____ Task data

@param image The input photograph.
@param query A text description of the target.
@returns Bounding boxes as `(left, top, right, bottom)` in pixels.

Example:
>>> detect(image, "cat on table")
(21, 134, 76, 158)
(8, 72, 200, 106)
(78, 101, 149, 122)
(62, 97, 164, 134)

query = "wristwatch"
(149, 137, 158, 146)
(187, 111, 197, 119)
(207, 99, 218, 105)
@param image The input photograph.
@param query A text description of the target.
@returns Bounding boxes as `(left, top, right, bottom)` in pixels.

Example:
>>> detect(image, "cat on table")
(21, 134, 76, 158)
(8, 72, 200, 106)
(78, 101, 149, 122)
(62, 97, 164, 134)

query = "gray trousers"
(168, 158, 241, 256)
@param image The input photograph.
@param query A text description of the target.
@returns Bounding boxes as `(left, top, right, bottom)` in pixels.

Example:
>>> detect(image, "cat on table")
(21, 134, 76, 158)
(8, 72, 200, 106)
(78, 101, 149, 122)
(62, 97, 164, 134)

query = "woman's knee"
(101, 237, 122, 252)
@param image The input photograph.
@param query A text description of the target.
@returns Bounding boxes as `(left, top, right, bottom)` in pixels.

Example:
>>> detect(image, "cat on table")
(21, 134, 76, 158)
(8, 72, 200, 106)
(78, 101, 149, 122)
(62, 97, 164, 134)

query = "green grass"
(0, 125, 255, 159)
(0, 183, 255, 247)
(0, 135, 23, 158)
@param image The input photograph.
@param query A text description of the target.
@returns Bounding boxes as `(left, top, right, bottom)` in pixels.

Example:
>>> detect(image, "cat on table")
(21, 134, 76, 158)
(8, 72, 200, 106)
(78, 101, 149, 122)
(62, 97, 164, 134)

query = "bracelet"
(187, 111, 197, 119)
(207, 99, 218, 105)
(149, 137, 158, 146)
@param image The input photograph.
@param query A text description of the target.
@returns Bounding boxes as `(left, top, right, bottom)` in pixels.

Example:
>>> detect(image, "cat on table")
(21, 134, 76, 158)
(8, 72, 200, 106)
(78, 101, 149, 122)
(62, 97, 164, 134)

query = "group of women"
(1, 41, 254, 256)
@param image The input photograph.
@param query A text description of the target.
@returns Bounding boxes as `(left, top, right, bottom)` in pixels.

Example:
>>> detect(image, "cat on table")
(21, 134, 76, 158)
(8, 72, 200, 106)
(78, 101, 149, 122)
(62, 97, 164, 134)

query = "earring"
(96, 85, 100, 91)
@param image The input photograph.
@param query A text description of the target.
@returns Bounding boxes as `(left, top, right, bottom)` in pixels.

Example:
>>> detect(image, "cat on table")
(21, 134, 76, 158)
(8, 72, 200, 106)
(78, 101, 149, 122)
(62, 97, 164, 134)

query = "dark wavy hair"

________

What this task involves -> Take the material above and set it down again exactly.

Response below ->
@param image The input photograph.
@param query A text description of the target.
@returns Bounding boxes as `(left, top, right, bottom)` in pixels.

Example:
>>> detect(image, "cat on table")
(21, 134, 76, 158)
(8, 72, 200, 106)
(78, 101, 149, 122)
(62, 97, 164, 134)

query = "wristwatch"
(149, 137, 158, 146)
(187, 111, 197, 119)
(207, 99, 218, 105)
@param image The input photograph.
@param query A text description of the target.
@returns Bounding boxes as `(left, top, right, bottom)` in pixels.

Example:
>>> detect(image, "cat on table")
(21, 134, 76, 158)
(8, 72, 200, 106)
(78, 101, 149, 122)
(62, 97, 164, 134)

query = "gray trousers"
(168, 158, 241, 256)
@param image The input photograph.
@param query A text description of the target.
@returns Bounding boxes as `(left, top, right, bottom)` in pixels.

Example:
>>> detect(image, "cat on table")
(21, 134, 76, 158)
(8, 72, 200, 106)
(78, 101, 149, 122)
(62, 97, 164, 134)

query = "woman's knee"
(101, 237, 122, 252)
@param image The input photograph.
@param query A text description of the target.
@returns Bounding boxes as `(left, top, right, bottom)` in pixels.

Example:
>>> detect(image, "cat on table")
(21, 134, 76, 158)
(8, 72, 200, 106)
(78, 101, 149, 122)
(62, 97, 164, 134)

query = "green grass"
(0, 125, 255, 159)
(0, 183, 255, 247)
(0, 135, 23, 158)
@param image The input photograph.
@param query A text description of the target.
@returns Bounding boxes as `(left, top, right, bottom)` in pixels.

Example:
>>> detect(image, "cat on table")
(21, 134, 76, 158)
(8, 72, 200, 106)
(78, 101, 149, 122)
(62, 97, 164, 134)

query = "bracelet"
(187, 111, 197, 119)
(207, 99, 218, 105)
(149, 137, 158, 146)
@param image The input photograph.
@param query A text description of the target.
@returns Bounding boxes as `(left, top, right, bottom)` in pixels.

Example:
>>> detect(image, "cat on table")
(21, 134, 76, 158)
(8, 72, 200, 106)
(78, 101, 149, 122)
(62, 97, 164, 134)

query = "group of women"
(1, 41, 254, 256)
@param image The input photograph.
@param query A text description of the target.
@returns Bounding boxes as `(left, top, right, bottom)` in pixels.

Example:
>>> detect(image, "cat on table")
(21, 134, 76, 158)
(8, 72, 200, 106)
(78, 101, 149, 122)
(62, 97, 164, 134)

query = "earring"
(96, 85, 100, 91)
@param image The input photograph.
@param query A text description of the target.
@returns Bounding boxes as `(left, top, right, bottom)` in pixels.

Example:
>>> detect(image, "cat on table")
(21, 134, 76, 158)
(8, 72, 200, 106)
(78, 101, 149, 122)
(62, 97, 164, 134)

query = "dark wavy hair"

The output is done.